▶ [To-do list]
[a] In the notebook excerpt, reproduce the text between "# Passage, Question, Options를" and "return pd.read_json(file_path, lines=True)", inclusive, substituting "input_path" for "file_path".
[b] Answer these questions from the notebook excerpt:
(i) According to the explanation, between what depths do giant squids live?
(ii) Which pandas function does load_jsonl call?
(iii) Which file is listed under 'train' in the commented-out setting1_datas?

▶ [Source document]
In [2]:

# "question": "Is capturing giant squid in natural habitat impossible with no gear?",
# "answer": "yes",
# "explanation": "Giant squids live between 1,000 and 3,800 feet in the ocean. With a dry dive suit, a scuba tank, gloves, and so on, divers can reach depths of around 1000 feet. Without scuba gear people can safely dive a maximum of 60 feet without feeling the negative risks associated with diving beyond the limit."

# Passage, Question, Options를 모두 포함해서 question을 구성

import json 
import pandas as pd

def load_jsonl(file_path):
    return pd.read_json(file_path, lines=True)


In [3]:
# setting1_datas = {
#     'train': ['Trainable_ReClor.jsonl'],
#     'valid': ['ReClor-val.jsonl', 'ReClor-val_options.jsonl', 'ReClor-val_shuffled.jsonl'],
#     'test': ['RULE_mainq.jsonl', 'RULE_mainq_options.jsonl', 'RULE_mainq_shuffled.jsonl', 'RULE_subq_all.jsonl'],
# }


def answers_to_string(answers) -> str:
    answer_str = ""

▶ [Information supplied]
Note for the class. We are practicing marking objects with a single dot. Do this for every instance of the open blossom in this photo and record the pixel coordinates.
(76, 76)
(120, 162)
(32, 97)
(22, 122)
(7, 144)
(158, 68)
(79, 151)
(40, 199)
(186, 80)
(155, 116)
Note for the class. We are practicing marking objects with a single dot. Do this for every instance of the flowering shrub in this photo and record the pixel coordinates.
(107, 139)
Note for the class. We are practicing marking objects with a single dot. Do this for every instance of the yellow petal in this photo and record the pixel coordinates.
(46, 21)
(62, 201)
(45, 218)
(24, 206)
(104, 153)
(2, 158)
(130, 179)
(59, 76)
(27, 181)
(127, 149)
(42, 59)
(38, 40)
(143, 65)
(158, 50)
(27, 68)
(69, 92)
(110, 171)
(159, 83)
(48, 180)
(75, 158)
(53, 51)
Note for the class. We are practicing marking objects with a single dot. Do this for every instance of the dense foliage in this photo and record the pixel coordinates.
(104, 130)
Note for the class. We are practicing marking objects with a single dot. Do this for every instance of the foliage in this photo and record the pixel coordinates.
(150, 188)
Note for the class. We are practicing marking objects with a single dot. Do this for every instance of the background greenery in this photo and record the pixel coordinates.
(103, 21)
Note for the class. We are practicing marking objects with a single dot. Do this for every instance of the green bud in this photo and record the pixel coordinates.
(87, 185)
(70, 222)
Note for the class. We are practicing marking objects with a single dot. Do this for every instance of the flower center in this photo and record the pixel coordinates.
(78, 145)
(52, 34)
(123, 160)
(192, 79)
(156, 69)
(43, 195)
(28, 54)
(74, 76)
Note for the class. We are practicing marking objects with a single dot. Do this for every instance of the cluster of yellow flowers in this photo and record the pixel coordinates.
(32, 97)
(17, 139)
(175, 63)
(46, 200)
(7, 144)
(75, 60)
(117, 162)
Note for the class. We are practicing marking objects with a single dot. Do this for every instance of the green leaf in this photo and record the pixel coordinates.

▶ [Written answers]
[a]
# Passage, Question, Options를 모두 포함해서 question을 구성

import json 
import pandas as pd

def load_jsonl(input_path):
    return pd.read_json(input_path, lines=True)

[b]
(i) Between 1,000 and 3,800 feet.
(ii) pd.read_json, with lines=True.
(iii) Trainable_ReClor.jsonl.